*INSTRUCTIONS TO FOLLOW*. Look down the entries below and report how many lines hold the string "number"; write nothing else.

*Region pointing data*.
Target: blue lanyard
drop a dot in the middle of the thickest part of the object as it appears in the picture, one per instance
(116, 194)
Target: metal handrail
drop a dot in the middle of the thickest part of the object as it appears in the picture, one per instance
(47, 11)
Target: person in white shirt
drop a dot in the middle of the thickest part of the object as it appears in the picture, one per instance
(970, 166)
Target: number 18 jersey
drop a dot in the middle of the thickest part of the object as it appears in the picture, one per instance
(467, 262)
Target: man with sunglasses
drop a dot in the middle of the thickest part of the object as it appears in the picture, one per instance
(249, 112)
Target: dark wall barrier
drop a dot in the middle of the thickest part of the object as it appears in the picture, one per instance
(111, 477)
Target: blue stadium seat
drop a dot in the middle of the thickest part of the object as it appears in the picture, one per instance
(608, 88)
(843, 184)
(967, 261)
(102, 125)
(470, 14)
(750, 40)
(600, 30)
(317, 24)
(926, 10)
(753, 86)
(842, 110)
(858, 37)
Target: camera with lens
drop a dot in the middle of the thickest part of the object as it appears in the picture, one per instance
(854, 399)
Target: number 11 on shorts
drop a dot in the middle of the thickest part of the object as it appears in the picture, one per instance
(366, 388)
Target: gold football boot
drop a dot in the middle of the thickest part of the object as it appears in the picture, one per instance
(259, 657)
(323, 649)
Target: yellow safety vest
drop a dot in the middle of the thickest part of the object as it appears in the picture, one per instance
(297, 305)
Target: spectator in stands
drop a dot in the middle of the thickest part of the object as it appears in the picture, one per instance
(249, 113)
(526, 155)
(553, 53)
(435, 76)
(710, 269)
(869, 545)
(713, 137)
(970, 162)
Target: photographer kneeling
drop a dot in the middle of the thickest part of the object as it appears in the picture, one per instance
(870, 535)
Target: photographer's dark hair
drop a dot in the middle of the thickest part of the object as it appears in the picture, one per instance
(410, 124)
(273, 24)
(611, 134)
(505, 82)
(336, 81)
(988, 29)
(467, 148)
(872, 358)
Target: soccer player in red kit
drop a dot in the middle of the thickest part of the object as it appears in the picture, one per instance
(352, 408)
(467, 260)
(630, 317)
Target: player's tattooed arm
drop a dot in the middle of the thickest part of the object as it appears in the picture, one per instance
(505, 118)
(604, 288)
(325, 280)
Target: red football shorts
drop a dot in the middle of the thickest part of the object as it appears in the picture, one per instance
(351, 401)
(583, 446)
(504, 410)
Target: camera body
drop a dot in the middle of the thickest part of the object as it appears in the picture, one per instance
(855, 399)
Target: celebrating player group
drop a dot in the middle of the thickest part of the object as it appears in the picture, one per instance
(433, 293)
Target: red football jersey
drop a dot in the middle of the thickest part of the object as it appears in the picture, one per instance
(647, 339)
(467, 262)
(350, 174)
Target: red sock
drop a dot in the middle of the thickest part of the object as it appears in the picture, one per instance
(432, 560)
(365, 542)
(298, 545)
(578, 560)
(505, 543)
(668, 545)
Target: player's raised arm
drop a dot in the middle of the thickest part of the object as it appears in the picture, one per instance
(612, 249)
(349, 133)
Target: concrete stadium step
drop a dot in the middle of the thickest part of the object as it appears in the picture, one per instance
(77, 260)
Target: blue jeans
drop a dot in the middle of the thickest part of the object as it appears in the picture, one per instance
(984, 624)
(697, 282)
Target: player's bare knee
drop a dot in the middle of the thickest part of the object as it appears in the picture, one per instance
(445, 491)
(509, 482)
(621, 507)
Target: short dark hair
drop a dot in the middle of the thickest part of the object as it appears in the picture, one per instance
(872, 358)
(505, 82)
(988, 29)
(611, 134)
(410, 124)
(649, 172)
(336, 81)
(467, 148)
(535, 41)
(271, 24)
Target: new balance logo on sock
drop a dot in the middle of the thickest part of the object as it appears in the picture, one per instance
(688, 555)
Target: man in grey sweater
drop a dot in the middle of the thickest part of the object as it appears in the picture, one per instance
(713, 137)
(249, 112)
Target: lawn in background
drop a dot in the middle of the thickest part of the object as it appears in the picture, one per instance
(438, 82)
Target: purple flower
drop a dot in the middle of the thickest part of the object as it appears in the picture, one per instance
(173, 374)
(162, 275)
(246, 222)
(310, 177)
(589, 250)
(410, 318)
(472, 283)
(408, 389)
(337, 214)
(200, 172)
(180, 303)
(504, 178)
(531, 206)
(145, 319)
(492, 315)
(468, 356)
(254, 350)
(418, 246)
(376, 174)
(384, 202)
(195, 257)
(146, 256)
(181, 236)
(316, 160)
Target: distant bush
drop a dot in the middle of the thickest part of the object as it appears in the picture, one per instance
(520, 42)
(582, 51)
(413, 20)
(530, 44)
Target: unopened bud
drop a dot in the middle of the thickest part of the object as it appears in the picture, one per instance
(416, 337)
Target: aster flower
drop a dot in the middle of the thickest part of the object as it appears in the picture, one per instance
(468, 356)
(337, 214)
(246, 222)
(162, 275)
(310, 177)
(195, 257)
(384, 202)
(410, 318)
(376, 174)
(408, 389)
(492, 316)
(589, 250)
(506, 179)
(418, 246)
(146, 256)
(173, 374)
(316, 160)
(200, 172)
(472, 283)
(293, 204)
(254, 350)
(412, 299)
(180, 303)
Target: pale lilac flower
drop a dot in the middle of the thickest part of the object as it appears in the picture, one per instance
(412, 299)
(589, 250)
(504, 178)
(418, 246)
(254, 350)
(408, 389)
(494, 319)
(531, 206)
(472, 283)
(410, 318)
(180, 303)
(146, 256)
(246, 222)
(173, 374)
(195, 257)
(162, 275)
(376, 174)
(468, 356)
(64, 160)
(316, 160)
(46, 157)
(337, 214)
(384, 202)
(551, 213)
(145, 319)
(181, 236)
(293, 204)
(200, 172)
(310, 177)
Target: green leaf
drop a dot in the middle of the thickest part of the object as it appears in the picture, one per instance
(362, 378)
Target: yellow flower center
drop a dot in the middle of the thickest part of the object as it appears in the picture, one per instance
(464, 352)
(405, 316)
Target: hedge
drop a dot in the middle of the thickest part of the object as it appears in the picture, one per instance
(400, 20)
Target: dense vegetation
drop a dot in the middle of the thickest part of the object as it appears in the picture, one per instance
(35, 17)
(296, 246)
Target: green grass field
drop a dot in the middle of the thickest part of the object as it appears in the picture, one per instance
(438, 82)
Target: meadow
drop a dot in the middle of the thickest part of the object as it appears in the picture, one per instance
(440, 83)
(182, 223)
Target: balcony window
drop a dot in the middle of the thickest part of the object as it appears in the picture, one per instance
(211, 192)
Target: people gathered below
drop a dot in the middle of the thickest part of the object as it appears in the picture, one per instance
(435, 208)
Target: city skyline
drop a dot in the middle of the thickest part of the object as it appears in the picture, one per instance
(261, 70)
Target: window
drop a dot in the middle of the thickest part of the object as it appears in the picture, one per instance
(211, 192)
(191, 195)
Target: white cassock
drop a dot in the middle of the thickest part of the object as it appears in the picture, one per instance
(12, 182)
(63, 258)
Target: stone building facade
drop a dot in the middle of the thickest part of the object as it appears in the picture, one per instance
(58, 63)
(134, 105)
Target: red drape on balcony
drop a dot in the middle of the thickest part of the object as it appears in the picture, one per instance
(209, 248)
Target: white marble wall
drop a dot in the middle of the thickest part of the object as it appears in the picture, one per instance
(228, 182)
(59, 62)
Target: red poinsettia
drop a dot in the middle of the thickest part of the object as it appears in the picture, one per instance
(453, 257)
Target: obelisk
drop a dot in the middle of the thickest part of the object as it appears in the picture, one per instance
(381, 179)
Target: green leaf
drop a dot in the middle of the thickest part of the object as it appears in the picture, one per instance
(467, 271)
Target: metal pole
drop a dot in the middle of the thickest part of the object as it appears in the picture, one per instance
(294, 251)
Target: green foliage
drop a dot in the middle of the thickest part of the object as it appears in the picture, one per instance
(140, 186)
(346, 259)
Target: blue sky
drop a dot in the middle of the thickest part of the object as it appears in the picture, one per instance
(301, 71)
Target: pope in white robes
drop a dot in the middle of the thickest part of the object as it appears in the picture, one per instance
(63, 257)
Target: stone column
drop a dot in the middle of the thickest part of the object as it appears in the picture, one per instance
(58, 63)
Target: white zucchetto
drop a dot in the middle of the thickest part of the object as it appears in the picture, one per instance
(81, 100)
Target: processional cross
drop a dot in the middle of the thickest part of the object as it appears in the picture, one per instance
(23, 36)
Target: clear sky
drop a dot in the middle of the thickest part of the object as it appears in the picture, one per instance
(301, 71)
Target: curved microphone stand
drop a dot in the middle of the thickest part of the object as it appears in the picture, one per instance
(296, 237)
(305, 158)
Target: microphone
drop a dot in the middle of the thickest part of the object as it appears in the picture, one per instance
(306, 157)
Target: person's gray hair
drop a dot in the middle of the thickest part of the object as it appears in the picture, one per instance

*TASK RESULT*. 2